— start of Text block —

Why “good enough” isn’t good enough—and how to use performance pay to raise the bar without burning bridges.

Let’s be real: most companies don’t fail because of terrible employees—they fail because of average ones.

Not the ones who skip work or wreck client jobs.
The ones who show up, do “enough,” and blend into the background.
The ones who don’t create big problems but also never move the needle.

And because they don’t rock the boat, they’re the hardest to talk to.
They aren’t breaking rules... but they’re holding the team back.

That’s the trap of mediocrity.


The silent drain on your business

Mediocrity is expensive.
Way more than you think.

Here’s how it sneaks up on you:

  • Lost jobs. A crew running at 60% capacity doesn’t just finish late; they miss the next job too.
  • Unclaimed bonuses. You budgeted for $4K in bonuses. Your team earned $2.3K. Where’d the rest go? Straight to waste.
  • Burned-out A-players. Your best workers are carrying dead weight. Eventually, they leave or stop trying.
  • Bottlenecked growth. You hesitate to scale because you don’t trust your team to execute consistently.

If you tolerate average too long, it becomes your standard.
And then?
No one gives a damn.


Real talk: It's not about firing people

Here’s the good news: you don’t have to fire your way out of mediocrity.

What you need is transparency.
Most average performers don’t even realize they’re average.
No one’s told them.
They think they’re doing great—because no one’s shown them otherwise.

Performance pay (like Protiv’s bonus structure) puts the truth on the table.
Not emotionally.
Not subjectively.
Just the numbers.

Once the numbers are visible, you can coach up or out.
And most people?
They step up once they see the gap.


What to do next: From insight to action

Here’s how to raise the bar without guesswork or confrontation:

1. Pull up your Bonus Statement dashboard.

  • Look at ProPay Efficiency across your crews.
  • Highlight the top 20% and bottom 20%.

2. Ask the brutal question:

  • “If I had to let one crew go tomorrow, would it be one of these low-efficiency crews?”
  • If yes, you’ve spotted your mediocrity.

3. Coach—don’t fire. Yet.

  • Sit down with the crew lead.

— end of Text block —

# Request A
Duplicate the passage of the performance pay article from "Real talk: It's" up to and including "Not subjectively.".

— start of Input —

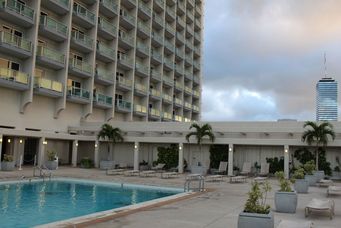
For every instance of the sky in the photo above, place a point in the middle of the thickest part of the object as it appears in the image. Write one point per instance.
(262, 59)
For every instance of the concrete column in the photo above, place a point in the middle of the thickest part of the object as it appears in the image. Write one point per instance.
(136, 155)
(74, 153)
(286, 161)
(181, 158)
(96, 155)
(41, 151)
(230, 166)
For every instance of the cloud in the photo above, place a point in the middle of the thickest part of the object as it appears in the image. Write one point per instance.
(270, 48)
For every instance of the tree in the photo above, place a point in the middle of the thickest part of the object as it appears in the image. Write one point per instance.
(112, 135)
(318, 135)
(201, 132)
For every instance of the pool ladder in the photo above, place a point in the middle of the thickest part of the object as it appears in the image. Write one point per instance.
(201, 184)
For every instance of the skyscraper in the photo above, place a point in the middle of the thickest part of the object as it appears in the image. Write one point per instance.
(327, 100)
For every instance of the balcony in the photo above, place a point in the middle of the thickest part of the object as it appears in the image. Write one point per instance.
(140, 90)
(123, 84)
(52, 29)
(143, 30)
(14, 79)
(78, 95)
(17, 13)
(104, 77)
(142, 50)
(141, 69)
(15, 45)
(108, 8)
(105, 53)
(155, 75)
(106, 29)
(127, 20)
(125, 62)
(61, 7)
(155, 94)
(47, 87)
(122, 106)
(80, 68)
(154, 113)
(102, 101)
(140, 110)
(167, 98)
(145, 10)
(167, 116)
(83, 16)
(81, 42)
(50, 58)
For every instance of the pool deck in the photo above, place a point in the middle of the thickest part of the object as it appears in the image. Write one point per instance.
(218, 207)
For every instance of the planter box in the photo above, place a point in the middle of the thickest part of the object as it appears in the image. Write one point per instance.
(311, 179)
(286, 202)
(51, 165)
(301, 186)
(254, 220)
(7, 166)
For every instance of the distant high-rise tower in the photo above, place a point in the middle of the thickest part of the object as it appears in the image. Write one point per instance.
(327, 100)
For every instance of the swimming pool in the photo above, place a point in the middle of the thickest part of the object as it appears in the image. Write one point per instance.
(27, 204)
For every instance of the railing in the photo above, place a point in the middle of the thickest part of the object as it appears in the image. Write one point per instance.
(106, 25)
(123, 104)
(83, 12)
(102, 73)
(14, 40)
(82, 38)
(18, 7)
(13, 75)
(78, 92)
(103, 99)
(140, 108)
(125, 82)
(53, 24)
(80, 65)
(110, 4)
(106, 50)
(48, 84)
(50, 54)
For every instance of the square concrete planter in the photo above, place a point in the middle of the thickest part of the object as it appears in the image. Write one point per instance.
(301, 186)
(286, 202)
(254, 220)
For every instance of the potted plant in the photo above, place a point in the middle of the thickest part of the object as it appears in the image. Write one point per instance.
(309, 167)
(86, 163)
(51, 162)
(7, 164)
(301, 185)
(257, 213)
(285, 198)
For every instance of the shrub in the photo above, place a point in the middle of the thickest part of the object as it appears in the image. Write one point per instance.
(285, 185)
(256, 203)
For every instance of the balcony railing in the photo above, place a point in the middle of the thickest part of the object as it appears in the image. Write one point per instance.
(103, 99)
(18, 7)
(50, 54)
(78, 92)
(83, 12)
(48, 84)
(13, 75)
(14, 40)
(53, 24)
(140, 108)
(80, 65)
(82, 38)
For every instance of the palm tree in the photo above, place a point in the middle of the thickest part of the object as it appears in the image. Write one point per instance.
(111, 134)
(318, 135)
(201, 132)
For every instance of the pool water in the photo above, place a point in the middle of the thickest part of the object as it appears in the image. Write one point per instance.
(36, 203)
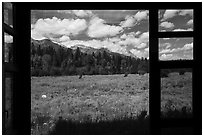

— end of Input —

# Request B
In the entries, rewrite the lines from the line with "For every instance of the palm" up to and including the last line of the entries, swapping "thickest part" for "widest part" and changing nothing else. Give only those lines, and omit the pictures.

# Exercise solution A
Real talk: It's not about firing people

Here’s the good news: you don’t have to fire your way out of mediocrity.

What you need is transparency.
Most average performers don’t even realize they’re average.
No one’s told them.
They think they’re doing great—because no one’s shown them otherwise.

Performance pay (like Protiv’s bonus structure) puts the truth on the table.
Not emotionally.
Not subjectively.

# Exercise solution B
For every instance of the palm tree in the photo above, place a point in the middle of the widest part of the object as it appears in the image. Write one point per instance.
(111, 134)
(318, 135)
(201, 132)
For every instance of the pool water in the photo above, place a point in the middle of the widest part of the object as it appears in the image. Write one point per instance.
(36, 203)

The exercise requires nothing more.